SET TASK -
Substitute "stone wall" for "brick wall" in the lines from the one with "the dealership building" up to and including the one with "point(306, 254)". Give back only those lines and leave everything else in them unchanged.

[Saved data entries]

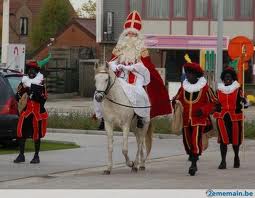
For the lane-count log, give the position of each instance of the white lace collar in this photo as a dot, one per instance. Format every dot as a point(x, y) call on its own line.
point(187, 86)
point(228, 89)
point(36, 80)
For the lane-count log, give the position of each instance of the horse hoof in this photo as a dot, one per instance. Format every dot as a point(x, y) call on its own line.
point(142, 168)
point(134, 169)
point(131, 164)
point(107, 172)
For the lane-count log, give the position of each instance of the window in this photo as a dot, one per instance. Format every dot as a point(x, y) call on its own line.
point(24, 26)
point(180, 8)
point(246, 8)
point(228, 9)
point(201, 8)
point(136, 5)
point(157, 9)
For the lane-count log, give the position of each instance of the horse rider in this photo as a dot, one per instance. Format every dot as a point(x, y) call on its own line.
point(131, 62)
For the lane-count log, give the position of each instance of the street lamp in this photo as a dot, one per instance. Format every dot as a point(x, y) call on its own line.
point(5, 30)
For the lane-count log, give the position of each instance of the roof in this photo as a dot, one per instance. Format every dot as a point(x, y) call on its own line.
point(7, 72)
point(88, 24)
point(34, 6)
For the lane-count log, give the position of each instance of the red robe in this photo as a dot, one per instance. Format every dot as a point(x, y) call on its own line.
point(157, 92)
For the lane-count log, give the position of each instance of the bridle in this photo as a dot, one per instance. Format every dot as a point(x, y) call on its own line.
point(109, 85)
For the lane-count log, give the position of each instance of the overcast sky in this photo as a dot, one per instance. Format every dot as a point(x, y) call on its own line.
point(77, 3)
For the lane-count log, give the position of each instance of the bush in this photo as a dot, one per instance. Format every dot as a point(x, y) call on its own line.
point(72, 121)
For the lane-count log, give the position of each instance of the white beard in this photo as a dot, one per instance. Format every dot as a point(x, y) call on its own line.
point(130, 48)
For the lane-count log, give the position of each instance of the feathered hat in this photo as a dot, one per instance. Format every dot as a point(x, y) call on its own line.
point(192, 66)
point(228, 70)
point(133, 22)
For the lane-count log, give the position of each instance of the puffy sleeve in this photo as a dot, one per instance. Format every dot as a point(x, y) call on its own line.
point(142, 70)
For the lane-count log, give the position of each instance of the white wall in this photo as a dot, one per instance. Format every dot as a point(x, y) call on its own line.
point(179, 27)
point(234, 28)
point(200, 28)
point(155, 27)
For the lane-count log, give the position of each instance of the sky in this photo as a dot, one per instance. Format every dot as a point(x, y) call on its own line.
point(77, 3)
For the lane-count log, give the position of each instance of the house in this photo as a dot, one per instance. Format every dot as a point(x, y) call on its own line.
point(66, 73)
point(23, 14)
point(79, 33)
point(193, 22)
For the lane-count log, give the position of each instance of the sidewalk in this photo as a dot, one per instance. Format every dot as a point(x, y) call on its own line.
point(167, 168)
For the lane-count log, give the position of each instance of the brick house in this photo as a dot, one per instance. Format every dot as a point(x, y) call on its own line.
point(79, 33)
point(163, 20)
point(22, 16)
point(73, 44)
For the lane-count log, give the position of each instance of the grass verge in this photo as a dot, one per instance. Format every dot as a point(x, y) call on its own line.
point(161, 125)
point(46, 145)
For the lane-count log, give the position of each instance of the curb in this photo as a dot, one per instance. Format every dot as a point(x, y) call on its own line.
point(115, 133)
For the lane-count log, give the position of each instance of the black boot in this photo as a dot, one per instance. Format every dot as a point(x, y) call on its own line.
point(236, 159)
point(193, 167)
point(140, 122)
point(223, 151)
point(21, 156)
point(36, 159)
point(101, 126)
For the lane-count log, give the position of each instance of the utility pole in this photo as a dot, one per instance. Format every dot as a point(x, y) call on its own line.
point(219, 66)
point(5, 30)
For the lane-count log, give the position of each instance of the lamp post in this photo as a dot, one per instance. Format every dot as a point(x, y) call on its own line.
point(218, 69)
point(5, 30)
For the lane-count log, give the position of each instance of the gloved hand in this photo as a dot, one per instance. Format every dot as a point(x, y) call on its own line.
point(199, 113)
point(218, 107)
point(129, 67)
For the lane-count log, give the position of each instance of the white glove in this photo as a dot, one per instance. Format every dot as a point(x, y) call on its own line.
point(129, 67)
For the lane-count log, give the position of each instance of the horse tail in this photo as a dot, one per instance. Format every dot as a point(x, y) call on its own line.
point(148, 139)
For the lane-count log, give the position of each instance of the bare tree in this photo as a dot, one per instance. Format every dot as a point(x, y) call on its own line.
point(88, 10)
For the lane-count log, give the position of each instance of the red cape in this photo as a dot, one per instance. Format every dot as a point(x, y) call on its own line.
point(157, 92)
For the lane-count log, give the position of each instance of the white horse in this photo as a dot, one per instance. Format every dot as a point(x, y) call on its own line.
point(109, 92)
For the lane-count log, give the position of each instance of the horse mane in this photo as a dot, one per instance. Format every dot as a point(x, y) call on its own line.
point(101, 68)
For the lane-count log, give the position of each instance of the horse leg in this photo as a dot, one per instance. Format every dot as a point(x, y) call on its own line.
point(142, 162)
point(140, 142)
point(125, 146)
point(109, 130)
point(139, 148)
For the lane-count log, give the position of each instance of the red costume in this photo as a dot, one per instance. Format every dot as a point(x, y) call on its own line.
point(158, 94)
point(198, 101)
point(229, 119)
point(33, 119)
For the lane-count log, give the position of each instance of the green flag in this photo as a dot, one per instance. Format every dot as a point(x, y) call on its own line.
point(43, 62)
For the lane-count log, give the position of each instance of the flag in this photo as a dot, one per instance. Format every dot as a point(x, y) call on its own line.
point(234, 64)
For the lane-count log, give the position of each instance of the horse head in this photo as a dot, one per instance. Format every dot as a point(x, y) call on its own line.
point(102, 81)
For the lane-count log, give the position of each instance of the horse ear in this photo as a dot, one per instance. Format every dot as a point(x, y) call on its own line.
point(96, 66)
point(106, 65)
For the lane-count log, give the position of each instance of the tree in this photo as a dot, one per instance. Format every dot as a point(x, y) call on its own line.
point(88, 9)
point(54, 15)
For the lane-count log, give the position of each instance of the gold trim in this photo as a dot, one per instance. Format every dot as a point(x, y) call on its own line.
point(186, 137)
point(197, 139)
point(145, 53)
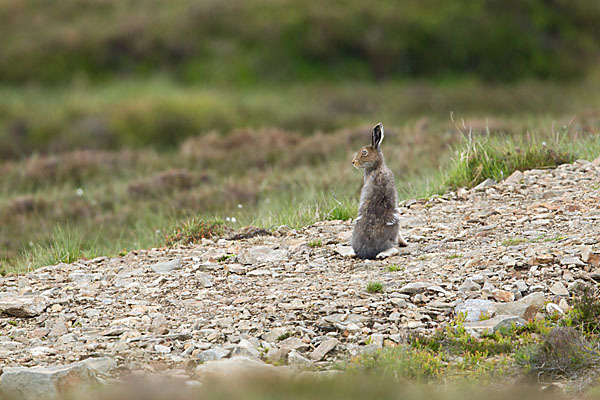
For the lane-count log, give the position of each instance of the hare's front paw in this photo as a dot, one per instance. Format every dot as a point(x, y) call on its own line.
point(392, 251)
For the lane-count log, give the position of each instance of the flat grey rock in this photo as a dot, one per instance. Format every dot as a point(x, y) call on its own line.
point(475, 309)
point(46, 382)
point(23, 307)
point(167, 266)
point(325, 347)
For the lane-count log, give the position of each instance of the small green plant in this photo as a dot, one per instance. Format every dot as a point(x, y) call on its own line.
point(374, 287)
point(194, 230)
point(564, 353)
point(585, 314)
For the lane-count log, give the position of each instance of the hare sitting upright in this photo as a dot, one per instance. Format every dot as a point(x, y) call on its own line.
point(376, 230)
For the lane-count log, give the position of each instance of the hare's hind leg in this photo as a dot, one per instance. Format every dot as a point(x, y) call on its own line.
point(392, 251)
point(401, 241)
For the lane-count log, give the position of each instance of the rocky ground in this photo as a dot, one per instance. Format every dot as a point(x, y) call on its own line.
point(295, 296)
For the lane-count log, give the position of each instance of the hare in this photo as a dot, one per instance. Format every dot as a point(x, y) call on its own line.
point(376, 230)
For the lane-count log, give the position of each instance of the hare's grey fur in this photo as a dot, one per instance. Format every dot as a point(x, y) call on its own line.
point(376, 231)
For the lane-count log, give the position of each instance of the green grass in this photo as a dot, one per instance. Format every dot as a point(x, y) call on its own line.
point(67, 246)
point(134, 197)
point(374, 287)
point(250, 41)
point(161, 113)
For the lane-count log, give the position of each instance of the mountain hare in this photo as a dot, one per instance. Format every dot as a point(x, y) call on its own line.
point(376, 230)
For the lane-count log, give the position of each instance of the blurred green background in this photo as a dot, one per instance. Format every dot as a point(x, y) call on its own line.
point(119, 119)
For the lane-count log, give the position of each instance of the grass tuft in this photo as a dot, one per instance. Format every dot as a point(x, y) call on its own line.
point(67, 245)
point(496, 157)
point(194, 230)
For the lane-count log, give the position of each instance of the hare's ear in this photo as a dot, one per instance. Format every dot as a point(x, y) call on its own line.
point(377, 137)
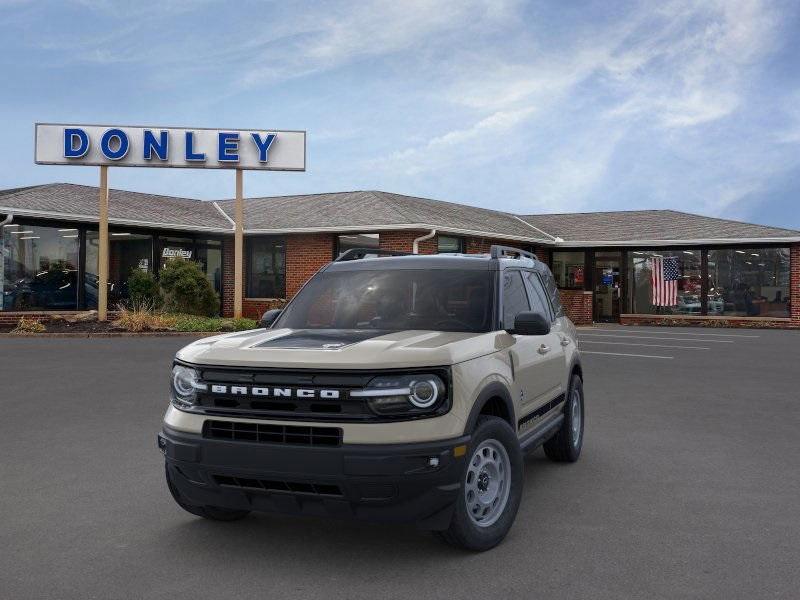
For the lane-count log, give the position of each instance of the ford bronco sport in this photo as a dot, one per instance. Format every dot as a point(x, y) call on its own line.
point(391, 388)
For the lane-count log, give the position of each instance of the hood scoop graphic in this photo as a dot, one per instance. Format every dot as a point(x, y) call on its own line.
point(321, 339)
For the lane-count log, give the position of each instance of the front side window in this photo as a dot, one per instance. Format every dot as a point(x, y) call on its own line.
point(39, 268)
point(537, 295)
point(515, 298)
point(266, 267)
point(748, 282)
point(394, 300)
point(665, 281)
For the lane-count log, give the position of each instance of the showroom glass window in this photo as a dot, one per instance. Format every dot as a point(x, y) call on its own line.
point(266, 267)
point(39, 268)
point(748, 282)
point(209, 255)
point(684, 291)
point(357, 240)
point(448, 244)
point(128, 251)
point(569, 269)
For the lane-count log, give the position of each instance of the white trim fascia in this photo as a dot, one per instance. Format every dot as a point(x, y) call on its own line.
point(401, 227)
point(111, 220)
point(686, 242)
point(224, 214)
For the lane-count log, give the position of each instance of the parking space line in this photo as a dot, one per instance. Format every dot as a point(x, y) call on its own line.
point(624, 354)
point(677, 332)
point(648, 345)
point(650, 337)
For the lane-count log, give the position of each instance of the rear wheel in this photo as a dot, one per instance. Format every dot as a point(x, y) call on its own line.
point(215, 513)
point(491, 488)
point(566, 444)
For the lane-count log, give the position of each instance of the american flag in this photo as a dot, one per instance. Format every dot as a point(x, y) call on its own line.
point(664, 279)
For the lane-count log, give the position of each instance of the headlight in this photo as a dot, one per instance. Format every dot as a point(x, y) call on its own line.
point(405, 395)
point(185, 385)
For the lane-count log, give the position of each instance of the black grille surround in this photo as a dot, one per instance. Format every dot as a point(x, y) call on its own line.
point(267, 433)
point(293, 408)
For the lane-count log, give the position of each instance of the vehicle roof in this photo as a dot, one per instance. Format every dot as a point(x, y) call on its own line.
point(475, 262)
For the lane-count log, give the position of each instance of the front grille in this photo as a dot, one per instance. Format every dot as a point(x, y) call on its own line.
point(273, 434)
point(269, 485)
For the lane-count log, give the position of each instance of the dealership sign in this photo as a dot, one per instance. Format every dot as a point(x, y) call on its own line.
point(193, 148)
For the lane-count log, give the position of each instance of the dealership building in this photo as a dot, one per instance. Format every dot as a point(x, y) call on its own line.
point(648, 266)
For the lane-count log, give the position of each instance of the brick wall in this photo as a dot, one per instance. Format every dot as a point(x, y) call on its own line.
point(578, 305)
point(306, 254)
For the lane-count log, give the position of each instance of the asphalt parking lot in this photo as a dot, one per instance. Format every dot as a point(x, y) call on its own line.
point(688, 487)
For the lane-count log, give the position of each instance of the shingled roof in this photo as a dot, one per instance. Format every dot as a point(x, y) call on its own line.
point(360, 210)
point(363, 211)
point(637, 226)
point(79, 202)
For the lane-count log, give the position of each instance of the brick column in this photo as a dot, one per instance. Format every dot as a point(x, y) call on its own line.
point(227, 277)
point(794, 284)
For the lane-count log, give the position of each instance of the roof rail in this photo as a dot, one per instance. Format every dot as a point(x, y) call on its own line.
point(359, 253)
point(497, 251)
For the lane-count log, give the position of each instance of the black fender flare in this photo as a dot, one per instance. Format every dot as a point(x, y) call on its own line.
point(494, 389)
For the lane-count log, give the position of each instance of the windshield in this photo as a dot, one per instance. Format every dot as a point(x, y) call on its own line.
point(394, 300)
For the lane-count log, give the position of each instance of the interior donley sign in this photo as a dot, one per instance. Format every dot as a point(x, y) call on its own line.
point(123, 146)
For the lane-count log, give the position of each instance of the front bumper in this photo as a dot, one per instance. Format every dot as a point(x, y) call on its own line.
point(399, 483)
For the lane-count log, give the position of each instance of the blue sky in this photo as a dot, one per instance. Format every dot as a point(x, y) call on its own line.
point(521, 106)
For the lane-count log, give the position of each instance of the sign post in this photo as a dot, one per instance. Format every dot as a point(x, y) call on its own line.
point(103, 253)
point(175, 147)
point(238, 243)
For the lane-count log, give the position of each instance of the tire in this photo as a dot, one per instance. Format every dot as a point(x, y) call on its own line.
point(214, 513)
point(493, 443)
point(566, 444)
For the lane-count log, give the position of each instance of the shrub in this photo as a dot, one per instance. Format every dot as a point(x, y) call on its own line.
point(141, 317)
point(143, 289)
point(186, 289)
point(26, 325)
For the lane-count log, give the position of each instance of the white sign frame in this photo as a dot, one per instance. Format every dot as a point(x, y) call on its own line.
point(286, 151)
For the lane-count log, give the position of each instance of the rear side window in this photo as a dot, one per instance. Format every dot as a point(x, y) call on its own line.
point(538, 297)
point(515, 298)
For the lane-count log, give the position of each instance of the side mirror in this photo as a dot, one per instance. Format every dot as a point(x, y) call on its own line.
point(269, 317)
point(531, 323)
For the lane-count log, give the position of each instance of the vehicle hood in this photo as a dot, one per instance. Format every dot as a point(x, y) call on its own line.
point(336, 348)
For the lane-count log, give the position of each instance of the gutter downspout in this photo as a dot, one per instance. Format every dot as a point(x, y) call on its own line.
point(427, 236)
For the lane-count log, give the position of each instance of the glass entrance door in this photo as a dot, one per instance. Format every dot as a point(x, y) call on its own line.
point(607, 286)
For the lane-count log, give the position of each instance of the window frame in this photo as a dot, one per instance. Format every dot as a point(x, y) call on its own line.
point(248, 271)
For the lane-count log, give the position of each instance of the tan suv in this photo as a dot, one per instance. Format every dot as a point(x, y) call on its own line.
point(391, 388)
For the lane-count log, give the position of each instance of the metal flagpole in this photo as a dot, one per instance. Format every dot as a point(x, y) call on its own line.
point(102, 257)
point(238, 255)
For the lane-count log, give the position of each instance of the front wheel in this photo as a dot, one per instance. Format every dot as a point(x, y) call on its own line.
point(491, 488)
point(566, 444)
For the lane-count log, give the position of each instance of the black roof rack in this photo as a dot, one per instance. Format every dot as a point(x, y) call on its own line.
point(359, 253)
point(497, 251)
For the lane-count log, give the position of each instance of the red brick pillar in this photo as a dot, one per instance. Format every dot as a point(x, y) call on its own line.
point(794, 284)
point(227, 277)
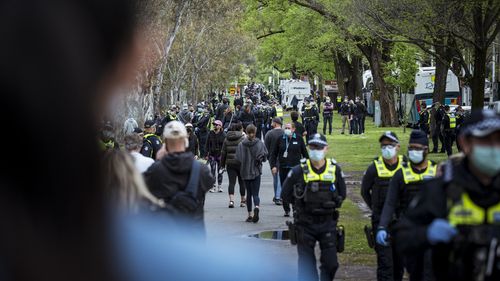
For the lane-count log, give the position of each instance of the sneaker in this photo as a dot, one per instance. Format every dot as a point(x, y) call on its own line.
point(255, 215)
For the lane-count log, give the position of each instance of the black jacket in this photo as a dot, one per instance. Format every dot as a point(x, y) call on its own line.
point(165, 177)
point(228, 154)
point(296, 151)
point(214, 143)
point(431, 203)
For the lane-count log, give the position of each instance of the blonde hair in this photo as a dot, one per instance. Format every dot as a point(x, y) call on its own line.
point(124, 185)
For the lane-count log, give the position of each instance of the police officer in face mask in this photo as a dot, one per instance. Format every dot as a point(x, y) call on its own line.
point(317, 189)
point(403, 187)
point(374, 191)
point(458, 214)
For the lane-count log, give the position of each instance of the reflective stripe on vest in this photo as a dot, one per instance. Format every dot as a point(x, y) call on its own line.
point(466, 212)
point(279, 111)
point(327, 176)
point(382, 171)
point(411, 177)
point(453, 120)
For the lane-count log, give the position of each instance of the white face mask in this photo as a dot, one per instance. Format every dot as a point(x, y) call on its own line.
point(388, 152)
point(416, 156)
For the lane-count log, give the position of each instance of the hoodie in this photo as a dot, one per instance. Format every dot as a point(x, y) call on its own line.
point(251, 154)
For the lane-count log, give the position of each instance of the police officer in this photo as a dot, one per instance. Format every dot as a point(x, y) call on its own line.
point(151, 143)
point(374, 191)
point(403, 187)
point(327, 115)
point(424, 118)
point(311, 119)
point(458, 214)
point(449, 126)
point(317, 189)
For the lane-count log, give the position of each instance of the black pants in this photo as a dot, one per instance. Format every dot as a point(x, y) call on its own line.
point(232, 175)
point(214, 167)
point(326, 234)
point(283, 174)
point(449, 138)
point(253, 187)
point(327, 119)
point(389, 263)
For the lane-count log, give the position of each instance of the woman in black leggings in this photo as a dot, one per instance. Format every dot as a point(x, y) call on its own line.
point(233, 138)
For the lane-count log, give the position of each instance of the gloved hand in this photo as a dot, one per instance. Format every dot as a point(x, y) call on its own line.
point(382, 237)
point(440, 231)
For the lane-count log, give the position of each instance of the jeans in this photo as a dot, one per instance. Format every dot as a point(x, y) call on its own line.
point(283, 174)
point(232, 174)
point(327, 119)
point(252, 187)
point(277, 186)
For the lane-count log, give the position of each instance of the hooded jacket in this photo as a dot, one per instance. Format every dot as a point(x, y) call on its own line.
point(228, 154)
point(165, 177)
point(251, 154)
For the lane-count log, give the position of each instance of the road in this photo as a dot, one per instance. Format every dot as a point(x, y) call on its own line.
point(231, 222)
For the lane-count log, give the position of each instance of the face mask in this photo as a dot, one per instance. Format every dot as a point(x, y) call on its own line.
point(416, 156)
point(316, 155)
point(388, 152)
point(486, 159)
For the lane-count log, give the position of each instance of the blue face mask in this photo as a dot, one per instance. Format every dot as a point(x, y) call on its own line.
point(316, 155)
point(486, 159)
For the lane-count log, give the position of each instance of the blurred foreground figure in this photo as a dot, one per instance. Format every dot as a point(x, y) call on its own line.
point(61, 62)
point(458, 214)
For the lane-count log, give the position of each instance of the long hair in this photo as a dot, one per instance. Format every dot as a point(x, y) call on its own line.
point(55, 58)
point(124, 185)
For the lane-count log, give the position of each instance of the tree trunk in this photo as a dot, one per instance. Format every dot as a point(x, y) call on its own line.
point(441, 72)
point(477, 81)
point(382, 92)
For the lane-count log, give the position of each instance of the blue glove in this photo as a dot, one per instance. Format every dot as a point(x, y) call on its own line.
point(382, 238)
point(440, 231)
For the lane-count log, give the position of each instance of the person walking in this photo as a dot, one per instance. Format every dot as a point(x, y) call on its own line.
point(318, 190)
point(286, 154)
point(228, 161)
point(270, 140)
point(213, 148)
point(327, 116)
point(374, 188)
point(251, 153)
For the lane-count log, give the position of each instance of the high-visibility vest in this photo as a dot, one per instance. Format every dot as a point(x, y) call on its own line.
point(279, 111)
point(411, 177)
point(466, 212)
point(453, 120)
point(382, 171)
point(327, 176)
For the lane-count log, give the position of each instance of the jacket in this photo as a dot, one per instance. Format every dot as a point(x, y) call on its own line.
point(228, 154)
point(171, 174)
point(251, 154)
point(296, 150)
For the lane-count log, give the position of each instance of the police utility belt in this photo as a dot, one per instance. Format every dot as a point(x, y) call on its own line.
point(319, 195)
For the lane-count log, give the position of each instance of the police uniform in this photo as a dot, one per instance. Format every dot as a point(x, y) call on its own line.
point(403, 187)
point(449, 126)
point(374, 192)
point(317, 194)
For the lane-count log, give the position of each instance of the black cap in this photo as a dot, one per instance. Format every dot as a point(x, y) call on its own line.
point(481, 123)
point(420, 137)
point(149, 123)
point(389, 135)
point(318, 140)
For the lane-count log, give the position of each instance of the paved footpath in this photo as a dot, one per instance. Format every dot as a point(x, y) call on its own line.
point(220, 219)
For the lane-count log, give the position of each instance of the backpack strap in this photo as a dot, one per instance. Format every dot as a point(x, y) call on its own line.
point(194, 178)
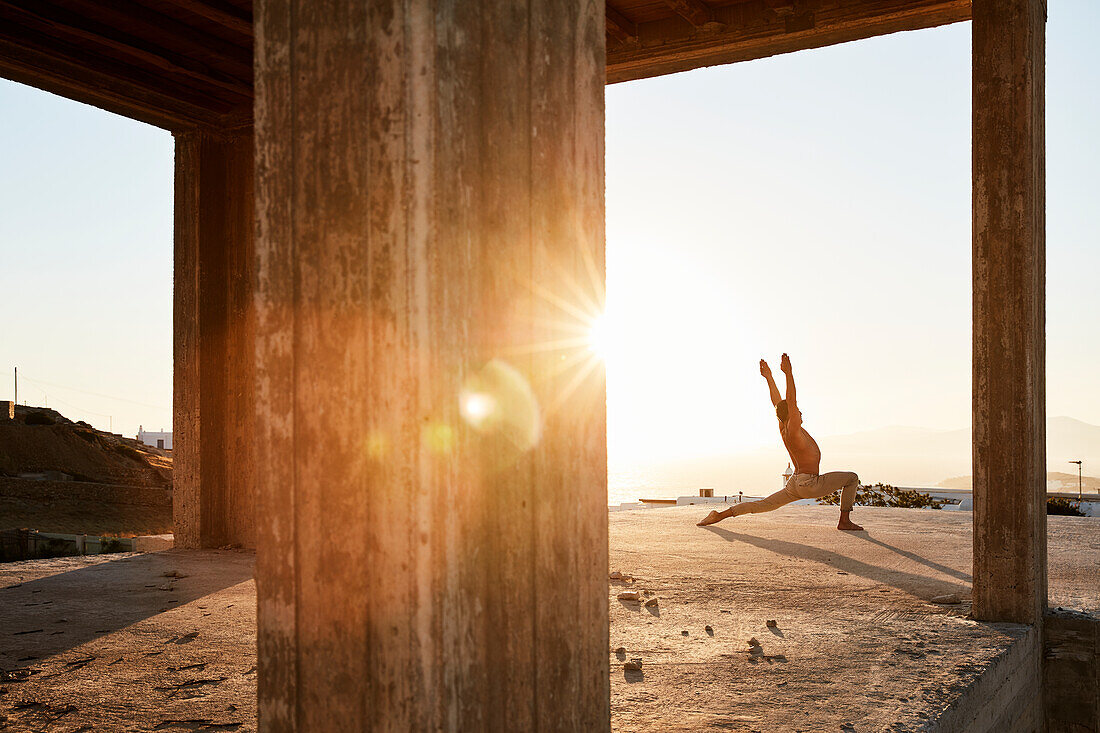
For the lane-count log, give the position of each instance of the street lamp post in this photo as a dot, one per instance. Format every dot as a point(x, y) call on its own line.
point(1078, 479)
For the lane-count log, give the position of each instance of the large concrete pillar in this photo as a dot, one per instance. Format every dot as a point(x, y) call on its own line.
point(1009, 312)
point(215, 341)
point(432, 542)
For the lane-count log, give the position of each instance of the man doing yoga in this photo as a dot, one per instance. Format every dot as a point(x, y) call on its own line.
point(805, 455)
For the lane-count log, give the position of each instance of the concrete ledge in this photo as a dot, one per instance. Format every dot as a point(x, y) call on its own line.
point(1005, 698)
point(1071, 671)
point(153, 543)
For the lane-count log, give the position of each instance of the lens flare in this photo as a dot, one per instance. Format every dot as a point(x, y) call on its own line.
point(497, 402)
point(476, 407)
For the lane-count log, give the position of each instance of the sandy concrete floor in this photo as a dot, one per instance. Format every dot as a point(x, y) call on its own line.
point(858, 645)
point(112, 643)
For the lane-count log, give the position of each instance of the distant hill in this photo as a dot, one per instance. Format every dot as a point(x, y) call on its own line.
point(41, 440)
point(1055, 481)
point(899, 455)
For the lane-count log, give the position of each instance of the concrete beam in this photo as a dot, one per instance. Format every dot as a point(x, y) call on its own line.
point(431, 426)
point(758, 29)
point(1009, 312)
point(213, 318)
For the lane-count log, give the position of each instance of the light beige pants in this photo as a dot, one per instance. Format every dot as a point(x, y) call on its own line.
point(806, 485)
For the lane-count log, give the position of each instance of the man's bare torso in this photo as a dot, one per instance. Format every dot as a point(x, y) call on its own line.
point(804, 452)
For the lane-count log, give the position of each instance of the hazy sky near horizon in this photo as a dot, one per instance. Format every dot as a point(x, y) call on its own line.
point(816, 203)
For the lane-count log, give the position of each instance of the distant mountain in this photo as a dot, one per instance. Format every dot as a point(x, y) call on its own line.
point(1055, 481)
point(898, 455)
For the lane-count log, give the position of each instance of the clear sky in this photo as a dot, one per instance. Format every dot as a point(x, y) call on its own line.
point(816, 203)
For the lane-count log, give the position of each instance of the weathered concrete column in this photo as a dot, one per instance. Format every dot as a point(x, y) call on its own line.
point(215, 341)
point(1009, 312)
point(431, 426)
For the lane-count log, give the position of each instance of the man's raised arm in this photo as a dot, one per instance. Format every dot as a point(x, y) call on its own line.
point(766, 372)
point(794, 419)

RIGHT ANSWER -
For the lane-count log, give the position of each instance of the dealership building in this photo as a dot, one per instance. Format every dot as a point(x, y) call on its own line.
point(648, 266)
For the lane-count log, give the position of each instance of the stone wall in this photo as a dot, one per instance. Format every dot as a point(x, y) call on its own line.
point(578, 305)
point(306, 254)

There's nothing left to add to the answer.